PROBLEM
Write the listing below again, word for word.

DATA EXTRACTS
════════════════════
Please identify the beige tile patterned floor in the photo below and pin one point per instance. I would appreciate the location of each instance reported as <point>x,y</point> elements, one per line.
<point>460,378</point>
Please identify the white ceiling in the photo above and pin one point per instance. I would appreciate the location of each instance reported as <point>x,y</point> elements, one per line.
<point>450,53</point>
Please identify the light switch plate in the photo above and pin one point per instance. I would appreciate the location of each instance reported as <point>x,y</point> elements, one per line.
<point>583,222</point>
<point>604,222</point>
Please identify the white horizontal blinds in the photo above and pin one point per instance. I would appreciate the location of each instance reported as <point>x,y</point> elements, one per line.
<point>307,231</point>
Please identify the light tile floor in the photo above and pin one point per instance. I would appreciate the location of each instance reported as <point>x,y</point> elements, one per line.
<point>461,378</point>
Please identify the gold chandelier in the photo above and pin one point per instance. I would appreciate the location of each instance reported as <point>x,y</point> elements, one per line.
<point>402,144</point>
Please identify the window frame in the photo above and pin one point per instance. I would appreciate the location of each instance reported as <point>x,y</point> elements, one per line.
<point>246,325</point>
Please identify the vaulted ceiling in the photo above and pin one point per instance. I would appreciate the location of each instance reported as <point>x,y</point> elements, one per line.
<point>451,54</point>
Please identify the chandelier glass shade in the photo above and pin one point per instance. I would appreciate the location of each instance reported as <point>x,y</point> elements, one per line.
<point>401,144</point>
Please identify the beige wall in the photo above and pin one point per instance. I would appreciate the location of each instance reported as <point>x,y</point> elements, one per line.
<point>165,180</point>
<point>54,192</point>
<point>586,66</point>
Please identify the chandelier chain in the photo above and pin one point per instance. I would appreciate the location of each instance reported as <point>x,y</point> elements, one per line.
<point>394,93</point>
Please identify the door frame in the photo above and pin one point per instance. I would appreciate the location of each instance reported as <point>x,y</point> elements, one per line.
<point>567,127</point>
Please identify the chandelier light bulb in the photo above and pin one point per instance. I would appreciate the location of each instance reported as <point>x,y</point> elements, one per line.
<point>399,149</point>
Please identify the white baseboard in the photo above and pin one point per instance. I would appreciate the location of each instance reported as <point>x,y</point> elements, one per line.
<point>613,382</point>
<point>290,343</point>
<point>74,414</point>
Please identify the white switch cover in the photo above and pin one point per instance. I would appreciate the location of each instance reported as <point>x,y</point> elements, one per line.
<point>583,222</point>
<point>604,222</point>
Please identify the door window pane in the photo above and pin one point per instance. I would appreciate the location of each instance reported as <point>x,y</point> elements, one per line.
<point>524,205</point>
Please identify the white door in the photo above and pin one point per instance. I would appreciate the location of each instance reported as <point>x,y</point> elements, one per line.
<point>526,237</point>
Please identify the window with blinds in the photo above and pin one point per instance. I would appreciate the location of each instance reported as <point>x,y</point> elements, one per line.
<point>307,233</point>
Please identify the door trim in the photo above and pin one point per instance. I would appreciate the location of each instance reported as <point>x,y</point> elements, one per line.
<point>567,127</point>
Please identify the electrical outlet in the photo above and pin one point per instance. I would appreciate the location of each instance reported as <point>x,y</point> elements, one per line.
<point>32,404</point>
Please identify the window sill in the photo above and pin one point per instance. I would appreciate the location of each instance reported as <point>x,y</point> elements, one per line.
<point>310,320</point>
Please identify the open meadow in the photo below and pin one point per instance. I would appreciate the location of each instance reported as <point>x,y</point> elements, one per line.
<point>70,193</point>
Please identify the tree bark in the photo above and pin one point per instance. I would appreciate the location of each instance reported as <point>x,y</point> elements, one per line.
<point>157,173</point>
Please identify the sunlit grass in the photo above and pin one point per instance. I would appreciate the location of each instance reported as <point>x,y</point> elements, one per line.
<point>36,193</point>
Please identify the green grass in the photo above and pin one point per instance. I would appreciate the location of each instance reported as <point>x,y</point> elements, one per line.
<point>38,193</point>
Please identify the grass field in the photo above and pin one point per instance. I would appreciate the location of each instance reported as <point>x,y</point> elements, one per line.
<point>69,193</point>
════════════════════
THE COMPLETED TASK
Please identify the beige tile patterned floor in the photo below and pin one point per instance. I would appreciate the location of each instance reported as <point>x,y</point> elements, one per line.
<point>460,378</point>
Please identify the white ceiling in the photo above and pin one point per instance. I would appreciate the location of each instance reported as <point>x,y</point> elements, one per line.
<point>450,53</point>
Please identify the light switch plate in the photo above and pin one point per instance. I would appreciate the location of each instance reported as <point>x,y</point> elements, one per line.
<point>583,222</point>
<point>604,222</point>
Please identify the white horizontal blinds in the photo above and pin one point per instance. I would appreciate the location of each instance reported as <point>x,y</point> elements, one per line.
<point>307,231</point>
Please identify the light tile floor in the photo above and pin one point per instance. I would appreciate the location of each instance reported as <point>x,y</point> elements, one per line.
<point>461,378</point>
Please identify the gold chandelier in the photo above and pin one point per instance. I would appreciate the location of each instance reported as <point>x,y</point> elements, one per line.
<point>402,144</point>
Please identify the window frame in the photo above and pin one point per instance. I would appreciate the location of each instance reported as <point>x,y</point> elements, one per line.
<point>246,325</point>
Please identify the vaulted ceiling in the photo above and pin one point per instance. I would appreciate the location of each instance reported as <point>x,y</point> elements, one per line.
<point>451,54</point>
Please identify the chandelier glass shade in the photo above and pin one point per instance. I would appreciate the location of each instance reported as <point>x,y</point> elements, one per line.
<point>401,144</point>
Please identify the beige wall in the photo above and pin one point per instance. I would appreciate the location of each instance reported as <point>x,y</point> elements, one per line.
<point>165,180</point>
<point>54,192</point>
<point>586,66</point>
Please identify the chandelier chain in the photo above and pin one point per instance. I would appreciate the location of each instance reported as <point>x,y</point> elements, one per line.
<point>394,93</point>
Please identify the door frame in the photo above and pin one point per instance. I would appreciate the location of each instance reported as <point>x,y</point> elements, one per line.
<point>567,127</point>
Please identify the chandelier light bulb in the photo above and pin one point per instance. I would appreciate the location of each instance reported as <point>x,y</point> elements, one per line.
<point>399,149</point>
Please identify the white baseboard in the photo above and pin one point per instance. I would appreciate the location of each instance reported as <point>x,y</point> elements, one per line.
<point>613,382</point>
<point>290,343</point>
<point>74,414</point>
Please identify the white switch cover in the photo above and pin one point per instance. I would appreciate the location of each instance reported as <point>x,y</point> elements, one per line.
<point>583,222</point>
<point>604,222</point>
Please identify the door window pane in the photo above and pin one point per instance. I would appreciate the location of each instance reported as <point>x,y</point> elements, one per line.
<point>524,205</point>
Please identify the white door in the photo above and pin one point per instance. I would appreciate the location of each instance reported as <point>x,y</point> elements, one per line.
<point>526,237</point>
Please identify the window with blinds in the photo above and pin one point per instance. I would appreciate the location of each instance reported as <point>x,y</point> elements, one per line.
<point>307,233</point>
Please identify the door trim in the photo above and pin one point per instance. I would appreciate the location of each instance reported as <point>x,y</point> elements, one per line.
<point>567,127</point>
Please identify the electrical outlet in the photo above and pin one point per instance. I would appreciate the location of each instance reported as <point>x,y</point> elements, one per line.
<point>32,404</point>
Please identify the window sill in the photo above and pin one point per instance. I would appreciate the location of each instance reported as <point>x,y</point> elements, one per line.
<point>310,320</point>
Please identify the open meadow in the photo below and pin one point per instance. I would appreciate the location of each instance reported as <point>x,y</point> elements, one per line.
<point>70,193</point>
Please identify the tree bark in the photo above and pin one point per instance. I would appreciate the location of each instance reported as <point>x,y</point> elements, one per line.
<point>157,173</point>
Please identify the sunlit grass in the photo above and pin one point per instance. I would appreciate the location of each instance reported as <point>x,y</point> elements, one per line.
<point>36,193</point>
Please identify the green grass in the photo above and pin one point per instance. I would appreciate the location of each instance reported as <point>x,y</point> elements, one per line.
<point>38,193</point>
Please identify the grass field in the photo above and pin one point per instance. I would appreciate the location of each instance reported as <point>x,y</point> elements, one per line.
<point>69,193</point>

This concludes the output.